=== Exercise task 1 ===
According to the excerpt on industrial cities, in which two industries had Chicago taken the lead by 1870?
=== Exercise task 2 ===
Using the excerpt on industrial cities, explain what Chicago's expansion reflected.
=== Exercise task 3 ===
Write the next few sentences of the excerpt on industrial cities, picking up after its final sentence about Atlanta.

=== Excerpt ===
■ ■ ■ ■ ■ ■ ■
Chicago's expansion reflected its strategic position as a railroad centre serving the upper-Midwest region as a shipping hub for lumber, meat, and grain. By 1870, the city had assumed leadership in steel production and meatpacking, demonstrating how industrial capacity concentrated in urban locations.
Changing urban functions
Traditionally, cities had functioned as commercial centres for rural hinterlands, typically situated on rivers, lakes, or oceans where goods could be traded. Manufacturing occurred beyond city boundaries, near power sources such as streams or natural resources like coal deposits.
Industrial growth reversed this pattern. As factories multiplied, cities themselves became manufacturing centres. Post-Civil War Atlanta transformed from a regional commercial hub into a railroad junction and commercial centre with diverse manufacturing capacity.
■ ■ ■ ■ ■ ■ ■
Stored records
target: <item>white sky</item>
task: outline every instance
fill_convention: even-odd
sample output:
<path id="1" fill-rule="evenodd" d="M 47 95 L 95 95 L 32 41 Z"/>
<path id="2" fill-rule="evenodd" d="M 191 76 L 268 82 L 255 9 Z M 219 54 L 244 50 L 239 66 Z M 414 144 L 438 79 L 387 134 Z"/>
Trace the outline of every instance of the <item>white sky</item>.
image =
■ ■ ■ ■ ■ ■ ■
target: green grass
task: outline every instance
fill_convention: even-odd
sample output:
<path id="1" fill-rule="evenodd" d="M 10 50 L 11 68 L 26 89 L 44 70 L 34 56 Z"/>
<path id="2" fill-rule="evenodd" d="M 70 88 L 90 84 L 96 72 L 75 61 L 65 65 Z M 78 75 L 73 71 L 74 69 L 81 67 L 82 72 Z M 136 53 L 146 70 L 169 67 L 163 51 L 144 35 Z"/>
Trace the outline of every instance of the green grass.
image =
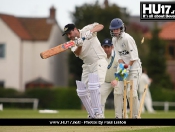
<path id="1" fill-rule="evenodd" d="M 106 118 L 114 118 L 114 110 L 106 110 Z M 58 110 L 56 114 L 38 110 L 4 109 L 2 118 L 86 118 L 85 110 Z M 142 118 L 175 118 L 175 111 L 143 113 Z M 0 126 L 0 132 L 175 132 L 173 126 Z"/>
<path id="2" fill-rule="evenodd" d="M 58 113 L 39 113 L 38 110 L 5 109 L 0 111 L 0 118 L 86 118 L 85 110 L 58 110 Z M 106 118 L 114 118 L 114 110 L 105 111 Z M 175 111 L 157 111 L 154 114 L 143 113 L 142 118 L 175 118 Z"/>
■ ■ ■ ■ ■ ■ ■
=== Right answer 1 ===
Steel production and meatpacking.

=== Right answer 2 ===
Chicago's expansion reflected its strategic position as a railroad center for the upper Midwest. It served that region as a shipping hub for lumber, meat, and grain.

=== Right answer 3 ===
Urban Specialisation by Product:
Cities developed distinct industrial identities based on their primary products:
- Troy, New York: Shirt collars
- Birmingham, Alabama: Steel
- Minneapolis, Minnesota: Lumber
- Paterson, New Jersey: Silk weaving
- Toledo, Ohio: Glass
- Tulsa, Oklahoma: Oil industry infrastructure
- Houston, Texas: Railroad cars
This specialisation allowed cities to develop expertise and infrastructure tailored to specific industries, creating regional manufacturing centres across the nation.
Urban living conditions and political corruption
Housing crisis and slum formation
Rapid urban expansion created acute social problems. The influx of workers seeking industrial employment resulted in hasty construction of poor quality housing. Overcrowded and polluted slums spread through industrial cities. Tenement housing—multi-storey buildings divided into cramped apartments—became characteristic of working-class urban neighbourhoods. Living quarters in New York tenement cellars, as documented in 1891, revealed the degraded conditions many workers endured.
Wealthy residents increasingly relocated from deteriorating central districts to suburban areas, creating spatial segregation by class.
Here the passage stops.